Only the lines from the one with "[375, 73], one" onward are wanted, through the last line of the entries, set down exactly.

A run of records

^^^^

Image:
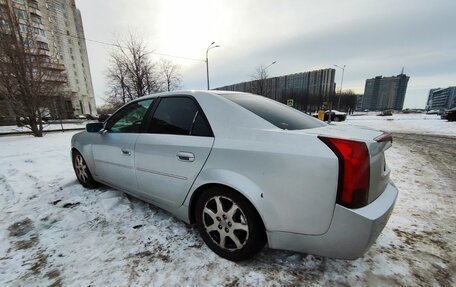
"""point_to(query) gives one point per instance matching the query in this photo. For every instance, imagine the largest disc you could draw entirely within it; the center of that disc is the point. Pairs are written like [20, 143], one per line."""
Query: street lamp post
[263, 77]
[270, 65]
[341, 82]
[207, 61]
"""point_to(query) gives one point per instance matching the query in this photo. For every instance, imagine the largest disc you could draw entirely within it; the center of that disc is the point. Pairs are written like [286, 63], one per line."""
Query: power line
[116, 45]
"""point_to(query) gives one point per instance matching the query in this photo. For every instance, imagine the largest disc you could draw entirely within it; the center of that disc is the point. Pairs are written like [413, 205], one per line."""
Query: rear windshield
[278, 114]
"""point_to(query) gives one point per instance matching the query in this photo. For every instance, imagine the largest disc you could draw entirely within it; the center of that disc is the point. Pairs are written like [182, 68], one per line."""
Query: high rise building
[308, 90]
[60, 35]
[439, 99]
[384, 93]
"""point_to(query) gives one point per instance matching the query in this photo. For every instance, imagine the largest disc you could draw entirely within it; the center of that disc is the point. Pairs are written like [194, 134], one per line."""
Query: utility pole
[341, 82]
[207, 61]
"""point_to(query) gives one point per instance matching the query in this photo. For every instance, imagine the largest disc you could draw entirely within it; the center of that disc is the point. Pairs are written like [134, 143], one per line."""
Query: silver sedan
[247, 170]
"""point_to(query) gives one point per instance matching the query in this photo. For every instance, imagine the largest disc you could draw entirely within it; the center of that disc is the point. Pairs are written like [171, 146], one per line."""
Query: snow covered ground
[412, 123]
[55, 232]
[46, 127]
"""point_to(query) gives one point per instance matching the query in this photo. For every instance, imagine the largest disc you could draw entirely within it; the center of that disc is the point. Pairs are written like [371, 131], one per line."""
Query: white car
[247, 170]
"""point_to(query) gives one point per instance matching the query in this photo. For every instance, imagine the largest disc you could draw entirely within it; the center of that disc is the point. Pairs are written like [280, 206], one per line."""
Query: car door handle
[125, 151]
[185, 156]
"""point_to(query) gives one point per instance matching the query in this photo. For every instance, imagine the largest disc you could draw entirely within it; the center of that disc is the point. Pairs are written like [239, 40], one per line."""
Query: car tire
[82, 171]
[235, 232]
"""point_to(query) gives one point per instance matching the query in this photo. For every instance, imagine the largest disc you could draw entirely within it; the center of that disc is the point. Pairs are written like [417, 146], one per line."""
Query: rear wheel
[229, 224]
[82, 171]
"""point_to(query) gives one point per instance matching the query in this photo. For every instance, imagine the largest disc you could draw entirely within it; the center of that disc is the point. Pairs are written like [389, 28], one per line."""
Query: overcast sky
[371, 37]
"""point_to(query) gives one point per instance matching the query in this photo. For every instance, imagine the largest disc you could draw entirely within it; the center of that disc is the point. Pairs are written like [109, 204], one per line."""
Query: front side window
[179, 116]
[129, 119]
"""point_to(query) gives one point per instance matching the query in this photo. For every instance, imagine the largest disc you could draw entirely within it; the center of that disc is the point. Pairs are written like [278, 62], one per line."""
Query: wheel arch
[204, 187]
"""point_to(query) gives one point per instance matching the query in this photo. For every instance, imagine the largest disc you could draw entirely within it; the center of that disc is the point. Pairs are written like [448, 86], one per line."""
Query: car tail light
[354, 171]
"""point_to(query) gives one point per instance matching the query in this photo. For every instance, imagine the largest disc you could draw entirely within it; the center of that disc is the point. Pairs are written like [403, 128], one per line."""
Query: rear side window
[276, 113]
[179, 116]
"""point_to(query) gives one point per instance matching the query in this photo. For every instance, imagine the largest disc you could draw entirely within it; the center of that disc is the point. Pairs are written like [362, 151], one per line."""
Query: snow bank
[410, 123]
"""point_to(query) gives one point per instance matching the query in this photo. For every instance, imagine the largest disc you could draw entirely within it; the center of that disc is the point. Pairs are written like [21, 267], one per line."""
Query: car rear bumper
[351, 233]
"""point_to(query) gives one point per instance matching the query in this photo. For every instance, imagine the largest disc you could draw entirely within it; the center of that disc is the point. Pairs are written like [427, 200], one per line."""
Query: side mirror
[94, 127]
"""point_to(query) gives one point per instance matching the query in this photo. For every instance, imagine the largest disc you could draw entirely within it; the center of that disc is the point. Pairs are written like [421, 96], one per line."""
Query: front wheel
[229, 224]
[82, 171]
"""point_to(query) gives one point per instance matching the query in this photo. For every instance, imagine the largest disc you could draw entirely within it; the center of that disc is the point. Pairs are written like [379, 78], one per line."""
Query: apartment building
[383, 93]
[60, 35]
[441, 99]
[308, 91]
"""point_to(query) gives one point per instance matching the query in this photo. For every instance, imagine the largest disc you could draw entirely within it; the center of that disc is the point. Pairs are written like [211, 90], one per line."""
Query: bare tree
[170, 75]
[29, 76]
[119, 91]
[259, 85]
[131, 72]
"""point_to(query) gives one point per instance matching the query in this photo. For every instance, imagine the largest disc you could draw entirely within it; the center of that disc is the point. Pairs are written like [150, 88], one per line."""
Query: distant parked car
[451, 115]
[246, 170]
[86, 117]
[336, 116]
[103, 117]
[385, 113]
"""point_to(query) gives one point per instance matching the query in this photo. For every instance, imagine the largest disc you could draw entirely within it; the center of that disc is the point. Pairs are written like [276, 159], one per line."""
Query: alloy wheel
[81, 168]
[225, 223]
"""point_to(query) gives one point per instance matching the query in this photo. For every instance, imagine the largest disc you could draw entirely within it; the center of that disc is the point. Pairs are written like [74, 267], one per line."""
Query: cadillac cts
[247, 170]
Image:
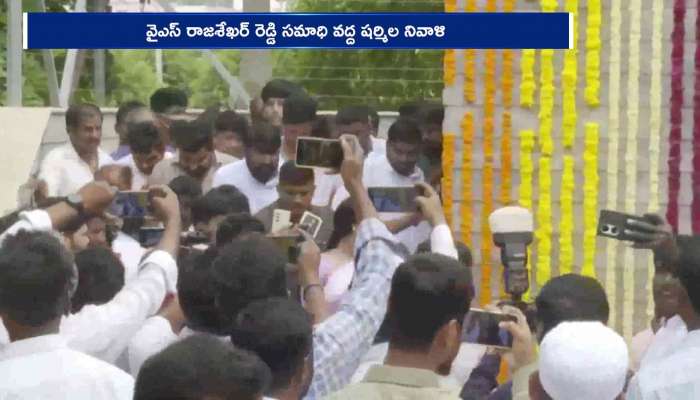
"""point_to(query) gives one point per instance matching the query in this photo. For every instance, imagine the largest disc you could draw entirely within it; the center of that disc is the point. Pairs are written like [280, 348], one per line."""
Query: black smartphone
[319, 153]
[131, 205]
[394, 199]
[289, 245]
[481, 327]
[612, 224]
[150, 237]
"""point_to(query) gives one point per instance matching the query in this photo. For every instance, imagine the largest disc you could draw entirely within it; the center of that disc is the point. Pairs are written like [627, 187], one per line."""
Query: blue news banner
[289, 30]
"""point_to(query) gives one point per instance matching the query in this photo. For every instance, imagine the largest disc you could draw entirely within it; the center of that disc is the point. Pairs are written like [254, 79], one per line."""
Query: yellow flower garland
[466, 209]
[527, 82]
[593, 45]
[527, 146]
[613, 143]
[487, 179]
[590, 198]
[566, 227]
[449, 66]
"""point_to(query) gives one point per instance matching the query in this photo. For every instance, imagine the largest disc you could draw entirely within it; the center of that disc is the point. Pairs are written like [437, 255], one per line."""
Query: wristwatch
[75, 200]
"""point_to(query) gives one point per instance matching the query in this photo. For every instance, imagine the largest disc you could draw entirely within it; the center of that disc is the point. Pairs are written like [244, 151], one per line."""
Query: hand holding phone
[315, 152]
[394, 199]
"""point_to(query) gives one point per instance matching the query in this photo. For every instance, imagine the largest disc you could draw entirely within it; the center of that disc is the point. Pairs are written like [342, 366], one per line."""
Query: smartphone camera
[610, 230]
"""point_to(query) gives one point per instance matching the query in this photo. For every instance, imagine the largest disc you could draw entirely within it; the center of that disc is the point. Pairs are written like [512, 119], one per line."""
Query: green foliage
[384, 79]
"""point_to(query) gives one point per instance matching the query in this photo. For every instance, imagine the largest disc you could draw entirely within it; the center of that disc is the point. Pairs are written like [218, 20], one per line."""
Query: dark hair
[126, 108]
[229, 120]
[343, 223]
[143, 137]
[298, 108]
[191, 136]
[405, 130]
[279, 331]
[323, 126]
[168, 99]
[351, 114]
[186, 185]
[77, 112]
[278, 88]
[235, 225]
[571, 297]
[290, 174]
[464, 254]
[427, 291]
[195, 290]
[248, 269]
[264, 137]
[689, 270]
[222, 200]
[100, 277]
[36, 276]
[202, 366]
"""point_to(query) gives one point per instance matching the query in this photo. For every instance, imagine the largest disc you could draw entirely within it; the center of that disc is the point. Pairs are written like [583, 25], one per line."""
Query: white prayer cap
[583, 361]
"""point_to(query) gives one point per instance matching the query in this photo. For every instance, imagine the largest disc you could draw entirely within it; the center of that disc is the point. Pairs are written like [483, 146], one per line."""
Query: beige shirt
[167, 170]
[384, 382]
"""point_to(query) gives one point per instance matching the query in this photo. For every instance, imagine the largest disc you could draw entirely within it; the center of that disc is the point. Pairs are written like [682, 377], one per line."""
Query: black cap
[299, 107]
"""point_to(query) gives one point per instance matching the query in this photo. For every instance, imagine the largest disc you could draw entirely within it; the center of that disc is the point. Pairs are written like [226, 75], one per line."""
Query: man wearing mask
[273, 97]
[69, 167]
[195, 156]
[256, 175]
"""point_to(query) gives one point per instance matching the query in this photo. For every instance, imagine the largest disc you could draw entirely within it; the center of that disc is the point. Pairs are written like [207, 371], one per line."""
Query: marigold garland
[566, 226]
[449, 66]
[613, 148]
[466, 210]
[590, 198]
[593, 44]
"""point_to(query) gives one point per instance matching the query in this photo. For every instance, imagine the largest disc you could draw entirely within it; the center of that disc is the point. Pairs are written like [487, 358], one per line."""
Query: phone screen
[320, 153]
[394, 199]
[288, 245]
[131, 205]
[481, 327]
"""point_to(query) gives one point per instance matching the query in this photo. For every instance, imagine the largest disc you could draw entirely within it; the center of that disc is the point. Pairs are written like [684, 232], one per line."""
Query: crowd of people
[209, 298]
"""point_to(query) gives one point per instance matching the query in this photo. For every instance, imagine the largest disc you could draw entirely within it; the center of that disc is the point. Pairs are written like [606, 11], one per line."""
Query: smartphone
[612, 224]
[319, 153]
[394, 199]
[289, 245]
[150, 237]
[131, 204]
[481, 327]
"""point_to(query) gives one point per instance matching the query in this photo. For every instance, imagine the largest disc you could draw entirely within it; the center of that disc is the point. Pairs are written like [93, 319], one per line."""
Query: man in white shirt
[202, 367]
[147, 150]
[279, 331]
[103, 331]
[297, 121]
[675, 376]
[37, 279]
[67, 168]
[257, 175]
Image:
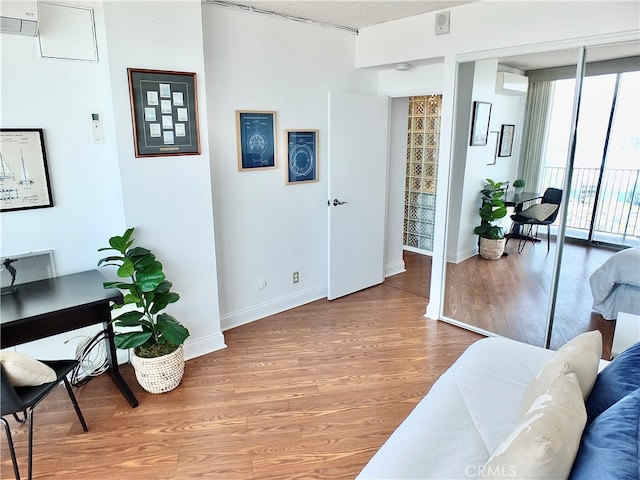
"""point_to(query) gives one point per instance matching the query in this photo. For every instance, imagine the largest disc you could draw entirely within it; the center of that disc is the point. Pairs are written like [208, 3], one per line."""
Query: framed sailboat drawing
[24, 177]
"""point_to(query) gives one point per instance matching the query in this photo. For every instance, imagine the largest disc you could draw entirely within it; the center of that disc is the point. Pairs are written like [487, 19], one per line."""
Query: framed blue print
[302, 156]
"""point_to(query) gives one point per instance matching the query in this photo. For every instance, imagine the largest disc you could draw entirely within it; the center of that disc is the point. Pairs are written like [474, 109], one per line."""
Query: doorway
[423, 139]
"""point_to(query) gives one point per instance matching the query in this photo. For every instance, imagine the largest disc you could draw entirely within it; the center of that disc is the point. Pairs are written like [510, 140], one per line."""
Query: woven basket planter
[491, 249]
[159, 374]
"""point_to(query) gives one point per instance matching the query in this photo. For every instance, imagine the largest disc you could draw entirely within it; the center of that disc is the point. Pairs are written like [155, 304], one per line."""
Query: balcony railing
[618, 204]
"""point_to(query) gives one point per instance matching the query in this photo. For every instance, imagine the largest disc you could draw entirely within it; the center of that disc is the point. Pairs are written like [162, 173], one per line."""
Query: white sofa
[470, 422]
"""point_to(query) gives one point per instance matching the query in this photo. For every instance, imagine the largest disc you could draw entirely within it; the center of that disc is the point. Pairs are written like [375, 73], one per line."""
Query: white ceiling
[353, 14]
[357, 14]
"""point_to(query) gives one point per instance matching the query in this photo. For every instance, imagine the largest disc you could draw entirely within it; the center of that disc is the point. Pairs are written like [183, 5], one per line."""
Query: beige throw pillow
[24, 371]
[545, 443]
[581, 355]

^^^^

◆ **The output**:
"""point_to(query) gives one point per instance matching the query in this photo. For every instance, imagine the largest disc you could draw entirely within it; the center of that disc is the point. Pairs are written like [375, 73], one per line."""
Query: white ceiling
[353, 14]
[357, 14]
"""point_to(query) gives one point per instance matching the query in this photo. For every instance, imagine the largest disc you could draw entirely within it; the center of that disc is the point. Pairs are written like [183, 5], one per line."""
Query: beige throw pillow
[24, 371]
[545, 443]
[581, 355]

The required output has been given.